* [Job]:
Rewrite the records from the line with "Category: man's dark curly hair" through the end, replacing "white" with "cream" and changing nothing else.

* [Task data]:
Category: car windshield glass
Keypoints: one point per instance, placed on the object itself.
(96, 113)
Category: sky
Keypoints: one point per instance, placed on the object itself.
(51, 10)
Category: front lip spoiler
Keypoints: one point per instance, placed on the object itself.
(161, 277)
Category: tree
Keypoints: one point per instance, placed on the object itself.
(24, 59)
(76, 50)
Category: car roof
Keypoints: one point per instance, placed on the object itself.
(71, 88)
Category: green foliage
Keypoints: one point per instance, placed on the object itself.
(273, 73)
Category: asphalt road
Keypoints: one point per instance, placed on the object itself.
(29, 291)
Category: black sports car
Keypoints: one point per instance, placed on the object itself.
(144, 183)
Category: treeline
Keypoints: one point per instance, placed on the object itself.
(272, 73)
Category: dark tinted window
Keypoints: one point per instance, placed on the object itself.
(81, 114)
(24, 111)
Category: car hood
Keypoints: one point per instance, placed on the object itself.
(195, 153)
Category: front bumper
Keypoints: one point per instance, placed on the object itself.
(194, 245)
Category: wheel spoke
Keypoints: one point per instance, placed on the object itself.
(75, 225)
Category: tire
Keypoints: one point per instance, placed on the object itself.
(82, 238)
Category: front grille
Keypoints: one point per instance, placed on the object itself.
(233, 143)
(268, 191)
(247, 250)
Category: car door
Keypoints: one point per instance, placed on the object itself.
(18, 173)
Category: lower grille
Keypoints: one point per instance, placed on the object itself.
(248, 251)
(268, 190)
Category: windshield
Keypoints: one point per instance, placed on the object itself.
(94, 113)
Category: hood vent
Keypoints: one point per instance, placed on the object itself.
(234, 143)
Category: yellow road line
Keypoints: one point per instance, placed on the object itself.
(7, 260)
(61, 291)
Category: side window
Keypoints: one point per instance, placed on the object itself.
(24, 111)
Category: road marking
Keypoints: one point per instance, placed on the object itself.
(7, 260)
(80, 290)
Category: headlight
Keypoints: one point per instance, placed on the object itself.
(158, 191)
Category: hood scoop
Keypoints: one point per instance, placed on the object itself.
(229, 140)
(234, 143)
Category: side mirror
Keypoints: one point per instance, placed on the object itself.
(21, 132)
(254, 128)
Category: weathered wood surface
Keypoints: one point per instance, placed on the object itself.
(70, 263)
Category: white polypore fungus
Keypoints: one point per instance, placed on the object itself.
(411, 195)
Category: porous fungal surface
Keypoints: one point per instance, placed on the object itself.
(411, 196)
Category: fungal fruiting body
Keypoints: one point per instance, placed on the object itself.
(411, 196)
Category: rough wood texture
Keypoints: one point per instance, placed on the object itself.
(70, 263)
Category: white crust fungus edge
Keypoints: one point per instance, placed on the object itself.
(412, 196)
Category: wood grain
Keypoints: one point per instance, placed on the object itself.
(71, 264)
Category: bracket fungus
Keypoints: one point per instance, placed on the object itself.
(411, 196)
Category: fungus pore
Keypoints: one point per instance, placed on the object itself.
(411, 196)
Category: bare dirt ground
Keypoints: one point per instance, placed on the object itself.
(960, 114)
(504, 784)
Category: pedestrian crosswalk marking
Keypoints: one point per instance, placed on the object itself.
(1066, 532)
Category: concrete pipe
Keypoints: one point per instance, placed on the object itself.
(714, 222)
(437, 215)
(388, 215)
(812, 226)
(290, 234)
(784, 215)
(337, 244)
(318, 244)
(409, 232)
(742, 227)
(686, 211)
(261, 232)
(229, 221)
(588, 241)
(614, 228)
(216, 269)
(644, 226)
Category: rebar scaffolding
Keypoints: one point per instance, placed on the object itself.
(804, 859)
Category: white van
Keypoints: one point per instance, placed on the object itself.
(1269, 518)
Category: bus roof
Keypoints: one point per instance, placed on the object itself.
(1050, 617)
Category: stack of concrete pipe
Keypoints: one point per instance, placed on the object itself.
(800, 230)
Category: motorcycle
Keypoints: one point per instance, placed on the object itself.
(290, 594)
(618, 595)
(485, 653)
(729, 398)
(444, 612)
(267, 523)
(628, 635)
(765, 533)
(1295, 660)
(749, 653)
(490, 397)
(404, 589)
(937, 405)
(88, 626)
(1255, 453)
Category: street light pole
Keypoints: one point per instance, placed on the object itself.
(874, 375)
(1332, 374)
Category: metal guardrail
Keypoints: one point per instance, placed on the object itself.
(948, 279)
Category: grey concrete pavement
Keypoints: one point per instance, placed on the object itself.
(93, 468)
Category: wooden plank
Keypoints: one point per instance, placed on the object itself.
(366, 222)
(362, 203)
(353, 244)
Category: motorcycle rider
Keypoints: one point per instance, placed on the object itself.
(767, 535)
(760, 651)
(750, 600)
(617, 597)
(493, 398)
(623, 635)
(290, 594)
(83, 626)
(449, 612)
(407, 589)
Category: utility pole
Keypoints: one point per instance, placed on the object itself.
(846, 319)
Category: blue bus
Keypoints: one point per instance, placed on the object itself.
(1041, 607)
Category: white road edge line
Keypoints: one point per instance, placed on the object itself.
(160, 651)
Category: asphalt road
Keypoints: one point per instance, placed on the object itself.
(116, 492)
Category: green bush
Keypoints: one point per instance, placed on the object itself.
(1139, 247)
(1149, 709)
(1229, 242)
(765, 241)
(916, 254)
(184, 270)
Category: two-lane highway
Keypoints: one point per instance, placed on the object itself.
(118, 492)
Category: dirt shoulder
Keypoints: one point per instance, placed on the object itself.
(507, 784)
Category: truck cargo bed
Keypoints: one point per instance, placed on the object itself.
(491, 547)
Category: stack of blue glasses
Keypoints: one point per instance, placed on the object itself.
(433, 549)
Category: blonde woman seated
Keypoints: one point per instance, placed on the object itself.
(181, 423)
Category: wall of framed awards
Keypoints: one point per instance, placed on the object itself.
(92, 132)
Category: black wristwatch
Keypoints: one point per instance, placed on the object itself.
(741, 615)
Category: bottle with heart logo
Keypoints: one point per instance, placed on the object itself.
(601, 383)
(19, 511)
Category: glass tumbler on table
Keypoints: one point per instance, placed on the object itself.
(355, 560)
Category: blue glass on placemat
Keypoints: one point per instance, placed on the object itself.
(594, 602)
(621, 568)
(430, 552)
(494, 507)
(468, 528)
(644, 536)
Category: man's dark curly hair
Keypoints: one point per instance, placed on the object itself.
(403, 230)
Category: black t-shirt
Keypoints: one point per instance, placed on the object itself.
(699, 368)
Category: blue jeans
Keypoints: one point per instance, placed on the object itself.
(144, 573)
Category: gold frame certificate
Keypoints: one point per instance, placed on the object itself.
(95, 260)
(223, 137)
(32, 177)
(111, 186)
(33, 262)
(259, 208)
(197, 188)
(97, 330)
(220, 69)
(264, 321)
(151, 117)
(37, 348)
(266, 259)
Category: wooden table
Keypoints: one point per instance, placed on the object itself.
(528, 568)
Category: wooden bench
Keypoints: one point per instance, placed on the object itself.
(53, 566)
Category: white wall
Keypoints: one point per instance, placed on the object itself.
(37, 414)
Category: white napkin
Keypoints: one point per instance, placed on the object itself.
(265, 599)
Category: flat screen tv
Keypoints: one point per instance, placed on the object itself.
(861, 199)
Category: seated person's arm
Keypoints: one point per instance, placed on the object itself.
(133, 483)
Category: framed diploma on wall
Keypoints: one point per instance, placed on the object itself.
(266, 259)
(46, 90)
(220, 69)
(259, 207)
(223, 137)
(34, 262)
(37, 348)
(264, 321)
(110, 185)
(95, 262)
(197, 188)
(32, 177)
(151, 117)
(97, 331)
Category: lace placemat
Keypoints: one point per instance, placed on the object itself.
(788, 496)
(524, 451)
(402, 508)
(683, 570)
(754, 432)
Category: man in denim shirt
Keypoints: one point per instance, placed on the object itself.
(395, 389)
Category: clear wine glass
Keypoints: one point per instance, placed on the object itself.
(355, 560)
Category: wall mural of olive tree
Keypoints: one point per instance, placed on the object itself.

* [Written answer]:
Category: man's dark curly hair
Keypoints: one point per instance, placed on the object itself.
(403, 230)
Category: black t-shirt
Keypoints: one point per instance, placed on the object itself.
(699, 368)
Category: blue jeans
Keypoints: one point per instance, placed on the object itself.
(144, 573)
Category: gold frame certificate
Keypoints: one point per instance, placed on the object itself.
(95, 260)
(223, 137)
(32, 177)
(111, 186)
(33, 262)
(259, 208)
(197, 188)
(97, 330)
(220, 69)
(264, 321)
(151, 117)
(37, 348)
(266, 259)
Category: wooden table
Keypoints: one point per instance, placed on the object itself.
(528, 568)
Category: wooden bench
Keypoints: one point per instance, placed on the object itself.
(53, 566)
Category: cream wall
Keypoints: one point per instance, placed on the object itself.
(37, 414)
Category: cream napkin
Keypoints: one point per instance, placed on the object itself.
(265, 599)
Category: flat screen tv
Keypoints: one point per instance, placed on the object itself.
(861, 199)
Category: seated person's arm
Keypoints: one point per instance, placed on the object itself.
(133, 483)
Category: framed diploma on wall
Keypoints: one point per instance, placed on the object itself.
(266, 259)
(46, 90)
(220, 69)
(259, 207)
(223, 137)
(34, 262)
(37, 348)
(264, 321)
(110, 185)
(95, 262)
(197, 188)
(32, 177)
(151, 117)
(97, 331)
Category: lace placemat
Keypoints: one point per instance, placed on the object itself.
(788, 496)
(524, 451)
(402, 508)
(683, 570)
(754, 432)
Category: man in denim shirt
Keypoints: one point per instance, placed on the object itself.
(395, 389)
Category: clear wine glass
Keypoints: one point per instance, placed on the object itself.
(355, 560)
Category: wall mural of olive tree
Keypoints: one point per instance, placed on the object itself.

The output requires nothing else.